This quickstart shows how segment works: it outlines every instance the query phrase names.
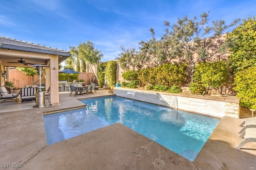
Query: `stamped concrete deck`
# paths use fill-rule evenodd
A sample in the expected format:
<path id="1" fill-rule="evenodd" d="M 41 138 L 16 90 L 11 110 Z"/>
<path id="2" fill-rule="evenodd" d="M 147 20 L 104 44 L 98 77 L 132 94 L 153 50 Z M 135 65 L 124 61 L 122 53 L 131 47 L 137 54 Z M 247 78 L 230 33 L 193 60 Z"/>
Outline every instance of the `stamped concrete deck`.
<path id="1" fill-rule="evenodd" d="M 17 169 L 11 166 L 18 164 L 24 170 L 256 168 L 256 143 L 236 149 L 242 140 L 238 132 L 243 120 L 226 116 L 192 162 L 119 123 L 46 145 L 43 112 L 82 107 L 77 99 L 112 94 L 108 91 L 76 97 L 60 93 L 60 106 L 43 108 L 32 108 L 34 103 L 28 102 L 16 111 L 16 102 L 1 104 L 0 169 Z M 136 154 L 140 147 L 148 149 L 148 156 Z"/>

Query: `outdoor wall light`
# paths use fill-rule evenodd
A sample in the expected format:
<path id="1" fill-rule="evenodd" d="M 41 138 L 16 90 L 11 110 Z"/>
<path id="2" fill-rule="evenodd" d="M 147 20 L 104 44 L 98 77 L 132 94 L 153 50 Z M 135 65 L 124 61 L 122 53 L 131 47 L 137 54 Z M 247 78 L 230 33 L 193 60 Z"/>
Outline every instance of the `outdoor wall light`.
<path id="1" fill-rule="evenodd" d="M 3 72 L 3 73 L 2 73 L 2 77 L 5 77 L 5 76 L 6 76 L 6 73 L 5 73 L 5 72 Z"/>
<path id="2" fill-rule="evenodd" d="M 2 74 L 2 74 L 2 76 L 3 77 L 2 78 L 1 78 L 1 79 L 2 80 L 2 83 L 4 83 L 4 78 L 5 78 L 5 76 L 6 75 L 6 74 L 5 73 L 5 72 L 4 72 Z"/>

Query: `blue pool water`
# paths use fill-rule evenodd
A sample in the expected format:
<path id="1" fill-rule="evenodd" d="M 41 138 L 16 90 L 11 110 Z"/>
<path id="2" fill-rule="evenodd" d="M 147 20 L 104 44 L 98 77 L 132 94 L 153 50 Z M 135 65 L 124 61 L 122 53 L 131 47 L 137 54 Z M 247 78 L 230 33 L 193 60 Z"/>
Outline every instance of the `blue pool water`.
<path id="1" fill-rule="evenodd" d="M 44 116 L 48 145 L 120 122 L 193 161 L 220 121 L 118 96 L 82 102 L 87 108 Z"/>

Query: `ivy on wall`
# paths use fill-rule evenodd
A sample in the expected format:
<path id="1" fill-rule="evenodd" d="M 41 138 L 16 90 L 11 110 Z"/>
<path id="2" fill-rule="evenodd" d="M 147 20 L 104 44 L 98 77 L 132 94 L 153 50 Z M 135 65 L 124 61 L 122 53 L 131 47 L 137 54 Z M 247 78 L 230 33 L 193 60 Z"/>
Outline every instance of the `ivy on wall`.
<path id="1" fill-rule="evenodd" d="M 116 76 L 116 62 L 112 61 L 106 62 L 105 72 L 108 86 L 114 86 Z"/>
<path id="2" fill-rule="evenodd" d="M 97 77 L 99 85 L 101 87 L 104 85 L 105 69 L 106 66 L 106 63 L 98 64 L 97 67 Z"/>
<path id="3" fill-rule="evenodd" d="M 109 87 L 114 86 L 116 75 L 116 62 L 115 61 L 109 61 L 98 65 L 97 76 L 100 86 L 103 86 L 105 84 L 105 79 L 106 79 Z"/>

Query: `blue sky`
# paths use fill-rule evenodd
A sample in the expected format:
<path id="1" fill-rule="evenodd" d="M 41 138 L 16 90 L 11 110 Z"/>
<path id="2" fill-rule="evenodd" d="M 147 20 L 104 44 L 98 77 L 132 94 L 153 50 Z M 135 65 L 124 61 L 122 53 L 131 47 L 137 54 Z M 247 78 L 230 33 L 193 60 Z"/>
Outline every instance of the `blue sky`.
<path id="1" fill-rule="evenodd" d="M 199 18 L 210 11 L 209 22 L 256 15 L 256 1 L 196 0 L 9 0 L 0 4 L 0 36 L 65 50 L 90 40 L 112 60 L 120 47 L 135 47 L 164 33 L 171 25 L 188 16 Z"/>

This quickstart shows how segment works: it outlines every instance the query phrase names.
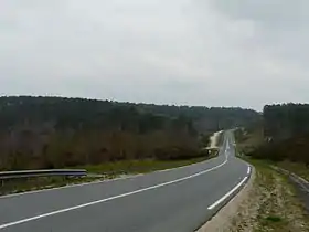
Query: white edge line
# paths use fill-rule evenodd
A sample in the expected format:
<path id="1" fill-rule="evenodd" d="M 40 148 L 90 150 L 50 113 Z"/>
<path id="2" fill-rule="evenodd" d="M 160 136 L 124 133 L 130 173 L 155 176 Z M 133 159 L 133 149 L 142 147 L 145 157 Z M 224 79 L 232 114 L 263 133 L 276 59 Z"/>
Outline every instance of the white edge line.
<path id="1" fill-rule="evenodd" d="M 98 201 L 92 201 L 92 202 L 88 202 L 88 203 L 78 204 L 78 205 L 75 205 L 75 207 L 71 207 L 71 208 L 66 208 L 66 209 L 62 209 L 62 210 L 57 210 L 57 211 L 53 211 L 53 212 L 49 212 L 49 213 L 43 213 L 41 215 L 31 217 L 31 218 L 28 218 L 28 219 L 1 224 L 0 230 L 9 228 L 9 226 L 17 225 L 17 224 L 22 224 L 22 223 L 25 223 L 25 222 L 29 222 L 29 221 L 34 221 L 34 220 L 38 220 L 38 219 L 46 218 L 46 217 L 50 217 L 50 215 L 55 215 L 55 214 L 58 214 L 58 213 L 63 213 L 63 212 L 72 211 L 72 210 L 77 210 L 77 209 L 94 205 L 94 204 L 97 204 L 97 203 L 103 203 L 103 202 L 111 201 L 111 200 L 115 200 L 115 199 L 118 199 L 118 198 L 124 198 L 124 197 L 128 197 L 128 196 L 136 194 L 136 193 L 139 193 L 139 192 L 148 191 L 148 190 L 151 190 L 151 189 L 157 189 L 157 188 L 161 188 L 161 187 L 169 186 L 169 184 L 172 184 L 172 183 L 181 182 L 183 180 L 188 180 L 188 179 L 204 175 L 206 172 L 210 172 L 212 170 L 215 170 L 215 169 L 224 166 L 226 162 L 227 162 L 227 159 L 225 159 L 224 162 L 222 162 L 221 165 L 215 166 L 213 168 L 210 168 L 207 170 L 200 171 L 200 172 L 196 172 L 194 175 L 191 175 L 191 176 L 188 176 L 188 177 L 184 177 L 184 178 L 180 178 L 180 179 L 175 179 L 175 180 L 172 180 L 172 181 L 169 181 L 169 182 L 164 182 L 164 183 L 151 186 L 151 187 L 148 187 L 148 188 L 139 189 L 139 190 L 136 190 L 136 191 L 127 192 L 127 193 L 124 193 L 124 194 L 118 194 L 118 196 L 114 196 L 114 197 L 110 197 L 110 198 L 102 199 L 102 200 L 98 200 Z"/>
<path id="2" fill-rule="evenodd" d="M 175 169 L 188 168 L 188 167 L 200 165 L 200 164 L 207 162 L 207 161 L 210 161 L 210 160 L 203 160 L 201 162 L 195 162 L 195 164 L 191 164 L 191 165 L 187 165 L 187 166 L 181 166 L 181 167 L 177 167 L 177 168 L 170 168 L 170 169 L 151 171 L 151 172 L 147 172 L 147 173 L 128 175 L 127 177 L 118 177 L 118 178 L 106 179 L 106 180 L 95 180 L 95 181 L 89 181 L 89 182 L 84 182 L 84 183 L 72 183 L 72 184 L 54 187 L 54 188 L 47 188 L 47 189 L 39 189 L 39 190 L 24 191 L 24 192 L 12 193 L 12 194 L 4 194 L 4 196 L 0 196 L 0 199 L 13 198 L 13 197 L 19 197 L 19 196 L 24 196 L 24 194 L 34 194 L 34 193 L 53 191 L 53 190 L 58 190 L 58 189 L 75 188 L 75 187 L 82 187 L 82 186 L 99 184 L 99 183 L 105 183 L 105 182 L 132 179 L 132 178 L 145 176 L 145 175 L 157 173 L 157 172 L 167 172 L 167 171 L 172 171 L 172 170 L 175 170 Z"/>
<path id="3" fill-rule="evenodd" d="M 152 173 L 152 172 L 150 172 L 150 173 Z M 0 199 L 13 198 L 13 197 L 19 197 L 19 196 L 23 196 L 23 194 L 34 194 L 34 193 L 40 193 L 40 192 L 47 192 L 47 191 L 53 191 L 53 190 L 58 190 L 58 189 L 67 189 L 67 188 L 98 184 L 98 183 L 105 183 L 105 182 L 111 182 L 111 181 L 118 181 L 118 180 L 126 180 L 126 179 L 130 179 L 130 178 L 140 177 L 143 175 L 145 173 L 138 173 L 138 175 L 130 175 L 127 177 L 119 177 L 119 178 L 114 178 L 114 179 L 95 180 L 95 181 L 89 181 L 89 182 L 84 182 L 84 183 L 72 183 L 72 184 L 66 184 L 66 186 L 61 186 L 61 187 L 49 188 L 49 189 L 39 189 L 39 190 L 24 191 L 24 192 L 12 193 L 12 194 L 4 194 L 4 196 L 0 196 Z"/>
<path id="4" fill-rule="evenodd" d="M 235 186 L 230 192 L 227 192 L 225 196 L 223 196 L 221 199 L 219 199 L 216 202 L 214 202 L 212 205 L 210 205 L 207 209 L 213 210 L 219 204 L 221 204 L 224 200 L 226 200 L 231 194 L 233 194 L 246 180 L 248 177 L 245 177 L 237 186 Z"/>

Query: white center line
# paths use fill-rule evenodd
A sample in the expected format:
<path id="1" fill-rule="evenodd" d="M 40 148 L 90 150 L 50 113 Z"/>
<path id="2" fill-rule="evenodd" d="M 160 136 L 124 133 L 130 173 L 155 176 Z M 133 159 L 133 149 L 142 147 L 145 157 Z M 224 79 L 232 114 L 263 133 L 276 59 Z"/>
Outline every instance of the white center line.
<path id="1" fill-rule="evenodd" d="M 232 196 L 246 180 L 248 177 L 245 177 L 237 186 L 235 186 L 230 192 L 227 192 L 225 196 L 223 196 L 221 199 L 219 199 L 216 202 L 214 202 L 212 205 L 210 205 L 207 209 L 213 210 L 219 204 L 221 204 L 223 201 L 225 201 L 230 196 Z"/>
<path id="2" fill-rule="evenodd" d="M 125 197 L 128 197 L 128 196 L 131 196 L 131 194 L 137 194 L 137 193 L 143 192 L 143 191 L 158 189 L 158 188 L 161 188 L 161 187 L 164 187 L 164 186 L 181 182 L 181 181 L 184 181 L 184 180 L 188 180 L 188 179 L 207 173 L 210 171 L 213 171 L 213 170 L 224 166 L 226 162 L 227 162 L 227 157 L 225 158 L 224 162 L 220 164 L 219 166 L 215 166 L 215 167 L 210 168 L 207 170 L 196 172 L 196 173 L 188 176 L 188 177 L 183 177 L 183 178 L 175 179 L 175 180 L 172 180 L 172 181 L 169 181 L 169 182 L 163 182 L 163 183 L 160 183 L 160 184 L 156 184 L 156 186 L 151 186 L 151 187 L 148 187 L 148 188 L 139 189 L 139 190 L 136 190 L 136 191 L 127 192 L 127 193 L 124 193 L 124 194 L 118 194 L 118 196 L 114 196 L 114 197 L 110 197 L 110 198 L 106 198 L 106 199 L 102 199 L 102 200 L 97 200 L 97 201 L 92 201 L 92 202 L 84 203 L 84 204 L 78 204 L 76 207 L 71 207 L 71 208 L 66 208 L 66 209 L 62 209 L 62 210 L 57 210 L 57 211 L 53 211 L 53 212 L 49 212 L 49 213 L 44 213 L 44 214 L 31 217 L 31 218 L 26 218 L 26 219 L 23 219 L 23 220 L 9 222 L 9 223 L 6 223 L 6 224 L 1 224 L 0 230 L 9 228 L 9 226 L 13 226 L 13 225 L 22 224 L 22 223 L 25 223 L 25 222 L 39 220 L 39 219 L 42 219 L 42 218 L 46 218 L 46 217 L 50 217 L 50 215 L 55 215 L 55 214 L 58 214 L 58 213 L 64 213 L 64 212 L 68 212 L 68 211 L 72 211 L 72 210 L 77 210 L 77 209 L 81 209 L 81 208 L 85 208 L 85 207 L 89 207 L 89 205 L 94 205 L 94 204 L 98 204 L 98 203 L 104 203 L 104 202 L 111 201 L 111 200 L 115 200 L 115 199 L 125 198 Z"/>

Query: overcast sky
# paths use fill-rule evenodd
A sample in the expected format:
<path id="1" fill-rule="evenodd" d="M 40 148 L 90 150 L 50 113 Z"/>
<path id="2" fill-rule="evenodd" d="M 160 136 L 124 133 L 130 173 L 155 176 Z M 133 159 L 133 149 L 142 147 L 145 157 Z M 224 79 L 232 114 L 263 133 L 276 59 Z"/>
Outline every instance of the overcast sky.
<path id="1" fill-rule="evenodd" d="M 308 0 L 2 0 L 0 94 L 309 99 Z"/>

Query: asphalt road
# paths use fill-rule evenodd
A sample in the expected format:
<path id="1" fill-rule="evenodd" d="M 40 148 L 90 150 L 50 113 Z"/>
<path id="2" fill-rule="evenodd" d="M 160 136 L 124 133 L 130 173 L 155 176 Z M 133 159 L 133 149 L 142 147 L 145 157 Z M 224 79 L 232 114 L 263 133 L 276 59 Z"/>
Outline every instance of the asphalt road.
<path id="1" fill-rule="evenodd" d="M 217 158 L 153 173 L 0 197 L 2 232 L 193 232 L 245 184 L 225 133 Z"/>

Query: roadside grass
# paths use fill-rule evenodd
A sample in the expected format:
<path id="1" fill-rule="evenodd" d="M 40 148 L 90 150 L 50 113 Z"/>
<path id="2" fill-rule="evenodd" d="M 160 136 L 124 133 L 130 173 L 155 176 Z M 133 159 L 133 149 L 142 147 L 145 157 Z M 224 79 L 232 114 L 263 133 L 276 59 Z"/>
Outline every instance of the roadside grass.
<path id="1" fill-rule="evenodd" d="M 309 215 L 287 177 L 271 169 L 265 160 L 243 159 L 252 164 L 256 172 L 246 205 L 252 212 L 244 215 L 239 212 L 236 228 L 232 231 L 308 232 Z"/>
<path id="2" fill-rule="evenodd" d="M 276 162 L 276 166 L 296 173 L 309 181 L 309 168 L 303 162 L 292 162 L 289 160 Z"/>
<path id="3" fill-rule="evenodd" d="M 260 129 L 256 129 L 251 134 L 236 136 L 235 139 L 237 154 L 241 155 L 253 151 L 264 143 L 263 131 Z"/>
<path id="4" fill-rule="evenodd" d="M 223 134 L 223 133 L 222 133 Z M 220 135 L 217 144 L 222 144 L 223 135 Z M 65 178 L 65 177 L 39 177 L 39 178 L 24 178 L 13 179 L 0 182 L 0 196 L 9 193 L 19 193 L 25 191 L 33 191 L 40 189 L 50 189 L 63 187 L 68 184 L 77 184 L 84 182 L 102 181 L 117 177 L 129 175 L 147 173 L 157 170 L 166 170 L 179 168 L 217 156 L 217 150 L 211 150 L 211 154 L 205 150 L 203 156 L 191 159 L 177 159 L 177 160 L 157 160 L 157 159 L 140 159 L 140 160 L 119 160 L 114 162 L 104 162 L 100 165 L 86 165 L 78 167 L 68 167 L 76 169 L 86 169 L 89 173 L 87 177 L 82 178 Z"/>
<path id="5" fill-rule="evenodd" d="M 288 178 L 271 168 L 278 165 L 296 173 L 307 173 L 305 165 L 289 161 L 275 164 L 269 160 L 253 159 L 245 156 L 255 147 L 262 145 L 263 135 L 247 134 L 237 140 L 239 157 L 255 167 L 256 178 L 251 192 L 247 208 L 251 213 L 239 212 L 235 230 L 254 232 L 308 232 L 309 215 L 305 204 L 297 197 L 295 187 Z"/>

--------------------

Express each line from the one containing "Query: roadside grass" up to and including the one containing "260 129 L 256" as a string in a JSON list, one string per line and in order, leaving out any blank lines.

*EXERCISE SOLUTION:*
[
  "Query: roadside grass",
  "# paths use fill-rule evenodd",
  "A sample in the expected format:",
  "<path id=\"1\" fill-rule=\"evenodd\" d=\"M 40 148 L 90 150 L 50 113 Z\"/>",
  "<path id=\"2\" fill-rule=\"evenodd\" d=\"M 160 136 L 124 133 L 130 173 L 155 176 Z M 133 159 L 133 149 L 142 147 L 145 157 Z M 224 79 L 232 114 L 263 133 L 276 59 Z\"/>",
  "Outline every instance of the roadside grass.",
  "<path id=\"1\" fill-rule=\"evenodd\" d=\"M 309 215 L 287 177 L 271 169 L 265 160 L 243 159 L 252 164 L 256 172 L 246 205 L 252 212 L 244 215 L 239 212 L 236 228 L 232 231 L 308 232 Z\"/>",
  "<path id=\"2\" fill-rule=\"evenodd\" d=\"M 276 162 L 276 166 L 296 173 L 309 181 L 309 168 L 303 162 L 292 162 L 289 160 Z\"/>",
  "<path id=\"3\" fill-rule=\"evenodd\" d=\"M 260 129 L 256 129 L 251 134 L 236 136 L 235 139 L 237 154 L 241 155 L 253 151 L 264 143 L 263 131 Z\"/>"
]